(Entries for pointing and labeling)
........
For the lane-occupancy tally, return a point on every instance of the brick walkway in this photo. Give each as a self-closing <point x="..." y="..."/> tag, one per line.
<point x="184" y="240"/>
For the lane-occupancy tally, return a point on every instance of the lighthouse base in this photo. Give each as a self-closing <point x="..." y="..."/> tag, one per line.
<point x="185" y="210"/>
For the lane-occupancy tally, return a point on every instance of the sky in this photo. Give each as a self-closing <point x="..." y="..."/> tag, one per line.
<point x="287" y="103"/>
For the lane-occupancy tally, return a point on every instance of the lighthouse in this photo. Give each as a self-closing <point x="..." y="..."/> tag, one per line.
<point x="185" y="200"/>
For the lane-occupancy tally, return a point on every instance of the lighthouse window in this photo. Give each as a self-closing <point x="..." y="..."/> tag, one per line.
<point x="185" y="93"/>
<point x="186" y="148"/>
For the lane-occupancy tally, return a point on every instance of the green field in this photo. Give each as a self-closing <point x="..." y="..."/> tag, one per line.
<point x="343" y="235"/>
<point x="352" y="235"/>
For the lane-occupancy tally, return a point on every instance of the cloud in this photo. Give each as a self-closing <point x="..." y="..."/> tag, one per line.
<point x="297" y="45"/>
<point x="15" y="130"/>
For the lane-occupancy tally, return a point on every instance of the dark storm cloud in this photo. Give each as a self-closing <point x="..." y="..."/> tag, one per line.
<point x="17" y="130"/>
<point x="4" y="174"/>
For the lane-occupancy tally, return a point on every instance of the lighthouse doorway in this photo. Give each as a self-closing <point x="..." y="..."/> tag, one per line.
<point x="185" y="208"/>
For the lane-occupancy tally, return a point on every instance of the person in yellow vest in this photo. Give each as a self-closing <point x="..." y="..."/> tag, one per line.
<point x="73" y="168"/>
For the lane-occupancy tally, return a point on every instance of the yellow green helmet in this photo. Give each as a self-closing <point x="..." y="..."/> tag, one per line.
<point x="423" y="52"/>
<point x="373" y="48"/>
........
__WRITTEN INSTRUCTION__.
Rewrite the listing above as a numbered list, skipping any blank lines.

__RESULT__.
1. For the lane-occupancy tally, return a point on every instance of the brick walkway in this photo. Give each as a self-closing <point x="..." y="..."/> tag, one per line.
2. <point x="184" y="240"/>
3. For the lane-occupancy tally, return a point on every instance of the lighthouse base in this photo. Give each as a self-closing <point x="..." y="..."/> tag, one per line.
4. <point x="185" y="210"/>
5. For the lane-occupancy tally, return a point on every instance of the sky in this photo. Give each as a self-closing <point x="..." y="..."/> tag, one per line.
6. <point x="287" y="103"/>
7. For the lane-occupancy tally, return a point on every instance of the lighthouse in this photo. Give each as a self-closing <point x="..." y="..."/> tag, one per line.
8. <point x="185" y="200"/>
9. For the lane-occupancy tally, return a point on every instance of the lighthouse window in this photo. Give each as a self-closing <point x="..." y="..."/> tag, one per line.
10. <point x="185" y="93"/>
11. <point x="186" y="148"/>
12. For the lane-occupancy tally, return a point on every instance of the green field in this photo. Give each as a self-closing <point x="..." y="..."/> tag, one per line.
13. <point x="343" y="235"/>
14. <point x="352" y="235"/>
15. For the lane-occupancy tally, return a point on every instance of the cloud in this photo. Give each as a self-closing <point x="..." y="..."/> tag, one per line.
16. <point x="297" y="45"/>
17. <point x="15" y="130"/>
18. For the lane-occupancy tally, return a point on every instance of the dark storm cloud in this photo. Give each as a self-closing <point x="..." y="..."/> tag, one per line.
19. <point x="17" y="130"/>
20. <point x="4" y="174"/>
21. For the lane-occupancy tally, return a point on every instance of the lighthouse doorway in this photo. Give each as a self-closing <point x="..." y="..."/> tag, one per line.
22. <point x="185" y="208"/>
23. For the lane-occupancy tally, return a point on every instance of the person in yellow vest in this photo. Give each as a self-closing <point x="..." y="..."/> tag, one per line.
24. <point x="73" y="168"/>
25. For the lane-occupancy tally, return a point on every instance of the yellow green helmet in this photo. Give each as a self-closing <point x="..." y="..."/> tag, one per line.
26. <point x="423" y="52"/>
27. <point x="373" y="48"/>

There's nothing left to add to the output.